### Yapılacaklar
A - Sura hakkındaki yazıya göre Fatih ÖZDEL, Demre'den Kaş'a giderken yolun solunda geçtikleri lahit için ne söylerdi?
B - Sura hakkındaki yazıyı kaldığı yerden sürdürün.

### Belge alıntısı
== == ==

Bazı şeyler vardır... parça parça beynimizin içine yerleşir ve ortaya çıkacağı anı bekler... İşte Sura da benim için öyleydi...
1997 yılında işe ilk başladığımda,
bir karides çiftliği konusudur gidiyordu… Demre’de, Sura’nın kıyılarında, Karaemlik
çayında diye konuşuluyor, çok kibar bir beyefendi konuyla ilgileniyordu… benimle
ilgisi olmasa da fotoğraflar, konuşmalar, tabii ki karides çiftliği nasıl bir şeymişe olan merakım, Sura'nın ilk kez o zamanlar beynimde yerini almasını sağladı...
Karides
işi olmadı… iyi ki de olmadı… aradan yıllar geçti… Her zaman Demre’den çıkıp
Kaş’a giderken yolun solundaki görkemli lahdin yanından geçtiğimizde Fatih
ÖZDEL, bu lahdin Likya’nın en gösterişlisi olduğunu söylerdi… ama nedense kenti
görmeye, gezmeye vaktimiz olmazdı… izinsiz yapılmış seralara bakar, diğer
konular için yola devam ederdik… Sura’nın o yol kenarındaki yerleşimden ve
lahitlerden ibaret olduğu, beynime yerleşen ikinci parçaydı…
Üçüncü
parça, rahmetli Prof. Dr. Sencer ŞAHİN ile Kaş’tan dönerken, Sura civarlarına
geldiğimizde, onun bir antik yolun aşağı vadiye indiği ve Myra’ya ulaştığı
sözleriydi ki, bana antik yol denince akan sular dururdu...
Son ve en
vurucu parça ise, BAKA projesi kapsamında Likya Yolu ve Aziz Nikolaos Yolları
için hazırlanan çalışmalarda, antik kentlerle ilgili bilgileri derlerken
geldi…
Sura’nın aslında o yol kenarında görünen lahitlerden ve
kalıntılardan ibaret değil, çok önemli bir kehanet merkezi olduğu, Sencer Hoca
ile geçerken gördüğümüz aşağıdaki vadide, kehanetlerin gerçekleştirildiği bir Apollon tapınağının bulunduğu, Prof. Dr. Nevzat ÇEVİK’in editörlüğünü
yaptığı Demre kitabında yer alan harita da, yukarıda rahipler alanından, aşağı
tapınağa merdivenli bir yolla inildiğini görünce Sura’ya ilişkin parçalar beynimde
birleşti... artık o kutsal merdivenlerden aşağıya inmek hayallerimin başında yer alıyordu…
İş kapsamında bunun olamayacağını
biliyordum… çünkü ben sindire sindire o anı, antik dönem insanlarının hislerini
yaşamayı, keyfini çıkarmayı istiyordum… Bunun için hava çok sıcak, günler kısa
olmamalıydı… bitkiler kuruduğunda, çalıların nasıl acımasızca vücudumuzda izler
bıraktığı konusunda tecrübeliydik sonuçta😊 bunun için bir de arkadaş olsa fena olmazdı
derken Nilüfer, Demre’ye taşındı…
Canım arkadaşım, isteğimi duyunca evinin
kapılarını da açtı bana… güzel bir nisan ayında, yani bir yıl önce, bir hafta
sonu programımızı yaptık ve ben Cumartesi öğleye doğru Antalya'dan Demre’ye ulaşabildim...

== == ==

Koordinat işaretleme girdileri
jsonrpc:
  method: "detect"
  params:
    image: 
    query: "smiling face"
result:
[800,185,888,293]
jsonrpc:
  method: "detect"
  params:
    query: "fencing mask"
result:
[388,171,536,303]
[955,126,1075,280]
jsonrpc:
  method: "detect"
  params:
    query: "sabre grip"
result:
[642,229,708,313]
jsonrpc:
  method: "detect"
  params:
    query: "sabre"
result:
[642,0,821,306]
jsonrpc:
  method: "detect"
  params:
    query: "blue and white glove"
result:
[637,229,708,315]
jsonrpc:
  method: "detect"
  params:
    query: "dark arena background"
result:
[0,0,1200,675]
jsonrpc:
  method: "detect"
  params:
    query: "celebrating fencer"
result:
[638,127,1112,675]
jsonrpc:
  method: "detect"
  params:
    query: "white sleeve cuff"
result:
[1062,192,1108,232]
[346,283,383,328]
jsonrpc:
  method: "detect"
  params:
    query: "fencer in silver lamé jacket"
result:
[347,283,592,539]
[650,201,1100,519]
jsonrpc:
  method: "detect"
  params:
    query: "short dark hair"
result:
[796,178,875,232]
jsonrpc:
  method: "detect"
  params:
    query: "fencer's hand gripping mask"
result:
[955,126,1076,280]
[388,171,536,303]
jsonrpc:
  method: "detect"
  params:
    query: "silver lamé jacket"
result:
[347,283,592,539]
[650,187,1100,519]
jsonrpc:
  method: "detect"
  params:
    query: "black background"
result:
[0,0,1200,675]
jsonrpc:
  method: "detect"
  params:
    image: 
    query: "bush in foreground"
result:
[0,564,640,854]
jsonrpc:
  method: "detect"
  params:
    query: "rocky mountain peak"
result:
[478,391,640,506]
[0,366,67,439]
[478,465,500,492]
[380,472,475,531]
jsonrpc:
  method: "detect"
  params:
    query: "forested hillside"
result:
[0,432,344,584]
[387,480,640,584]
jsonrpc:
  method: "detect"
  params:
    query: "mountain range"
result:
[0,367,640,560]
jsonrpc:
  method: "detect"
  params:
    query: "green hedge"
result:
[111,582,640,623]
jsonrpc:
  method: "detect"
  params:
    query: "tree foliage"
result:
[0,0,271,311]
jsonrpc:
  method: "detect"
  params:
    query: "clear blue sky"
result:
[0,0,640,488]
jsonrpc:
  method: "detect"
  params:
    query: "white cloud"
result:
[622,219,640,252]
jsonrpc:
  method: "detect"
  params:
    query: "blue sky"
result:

== == ==

### Yanıtlar
A - Bu lahdin Likya'nın en gösterişlisi olduğunu söylerdi.

B -
Demre merkezden Kaş’a
doğru giderken, Kekova ayrımına gelmeden yolun solunda Sura’nın lahit
mezarları, tabii seraların imkan verdiği ölçüde görünüyordu… arabamızı düzlüğe
park ettik ve kehanetin merkezine artık gitmeye hazırdık…
Tabii rehbersiz olmazdı
bu iş… bu kez rehberimiz Ümit IŞIN olmasa da😊yine özel birisi, Myra-Andriake kazılarının, Demre çevresi ve dağlarını çok iyi
bildiğinden Likya yolu yürüyüşçülerinin vazgeçilmezi Mustafa KESKİN’di... ismini
böyle yazınca onu eminim ki ne yürüyüşçülerden, ne de kazı ekibinden hiç kimsenin
tanımayacağından, ama annesinin verdiği isim olan BILI’yı söylediğimde herkesin
bileceğinden eminim😊
Bu arada
Sura antik kentinin Likya Yolu yürüyüş rotası dışında kaldığını da belirtmek
istiyorum...çünkü yürüyüş rotası, kentin batısından ve güneyinden
geçirilmiş...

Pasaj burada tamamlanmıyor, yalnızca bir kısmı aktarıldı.